# [Text block]
[BEGIN]
Sam Cutler looks pretty good this morning as he sits, dressed top to bottom in black, in a Toronto coffee shop. The face is lined and creased, for sure, the hair messy and greying under a cap that reads "The Wrecking Crew." The 'stache is not as piratical as in days of yore.

Still, for a 67-year-old who lives in a bus when at home in Australia, the physique is admirably trim, the eyes clear and focused and - impressively for an orphan born in Britain before the advent of the National Health Service, and whose working-class adoptive parents were devout communists - he has his own set of teeth. In short, and Cutler is short, he seems very much the spry senior.

There was a time, though, when Sam Cutler might as well have had horns on his forehead, methane spewing from his nostrils, and a big, red tail - such was the man's notoriety.





That would have been in 1969, when he was serving at the request of their satanic majesties, the Rolling Stones, managing the group's historic 17-date tour of the United States. It was Cutler who, show after show that fall, introduced Mick, Keith & Co. as "the greatest rock-'n'-roll band in the world" - a handle Cutler had coined earlier at a concert in London's Hyde Park. It was Cutler, too, who was the nominal MC of the group's free final show, a hastily organized outdoor gig at the desolate Altamont Speedway east of San Francisco.

Altamont was supposed to be "the greatest party of 1969," as Cutler himself told the crowd of 300,000 that December day. With scheduled appearances by Crosby, Stills, Nash & Young, Santana, Jefferson Airplane, the Grateful Dead, the Flying Burrito Brothers and, for the finale, the Stones, on paper Altamont looked like a condensed Woodstock. Instead, it became a Boschian swarm of bad vibes, bad drugs, freak-outs and unchecked violence, with aggressive Hells Angels meting out pool-cue justice to passive hippies. Altamont and the documentary about it, 1970's Gimme Shelter, marked the figurative end of all the hopes, idealism and pretensions embodied in the term "the Sixties."
[END]
# [Data entries]
[BEGIN]
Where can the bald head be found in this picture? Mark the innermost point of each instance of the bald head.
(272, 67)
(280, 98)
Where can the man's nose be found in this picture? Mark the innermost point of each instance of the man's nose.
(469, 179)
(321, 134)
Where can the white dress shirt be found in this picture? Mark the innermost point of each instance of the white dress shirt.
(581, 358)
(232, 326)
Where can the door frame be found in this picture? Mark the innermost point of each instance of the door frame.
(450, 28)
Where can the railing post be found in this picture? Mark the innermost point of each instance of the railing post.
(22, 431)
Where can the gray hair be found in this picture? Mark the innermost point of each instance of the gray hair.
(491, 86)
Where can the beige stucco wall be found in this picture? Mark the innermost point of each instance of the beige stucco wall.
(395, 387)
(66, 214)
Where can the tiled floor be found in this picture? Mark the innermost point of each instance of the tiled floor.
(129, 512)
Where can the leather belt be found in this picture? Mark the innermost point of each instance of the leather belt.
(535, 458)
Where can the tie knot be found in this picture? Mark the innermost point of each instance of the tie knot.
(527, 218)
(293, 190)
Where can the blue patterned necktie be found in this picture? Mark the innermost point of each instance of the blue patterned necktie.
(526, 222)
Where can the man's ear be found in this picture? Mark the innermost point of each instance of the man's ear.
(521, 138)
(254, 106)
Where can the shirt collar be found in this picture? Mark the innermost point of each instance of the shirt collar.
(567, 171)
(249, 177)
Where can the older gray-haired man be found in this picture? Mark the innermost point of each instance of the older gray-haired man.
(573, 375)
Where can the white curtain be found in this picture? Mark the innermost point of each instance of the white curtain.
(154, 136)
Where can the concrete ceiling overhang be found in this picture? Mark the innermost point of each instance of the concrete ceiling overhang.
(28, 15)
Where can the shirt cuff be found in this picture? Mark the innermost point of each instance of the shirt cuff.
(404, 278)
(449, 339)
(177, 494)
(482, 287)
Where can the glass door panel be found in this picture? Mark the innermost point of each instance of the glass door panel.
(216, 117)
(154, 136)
[END]
# [Tasks to complete]
a. Answer these from the Sam Cutler article, one answer per line, marked to match:
(i) How old is Cutler?
(ii) How many dates did the Rolling Stones' 1969 United States tour have?
(iii) How large was the crowd at Altamont?
b. Quote the Sam Cutler article from "Still, for a" up to and including "the spry senior.".
The items play no part in what comes next.

# [Answers to each task]
a.
(i) 67
(ii) 17
(iii) 300,000

b.
Still, for a 67-year-old who lives in a bus when at home in Australia, the physique is admirably trim, the eyes clear and focused and - impressively for an orphan born in Britain before the advent of the National Health Service, and whose working-class adoptive parents were devout communists - he has his own set of teeth. In short, and Cutler is short, he seems very much the spry senior.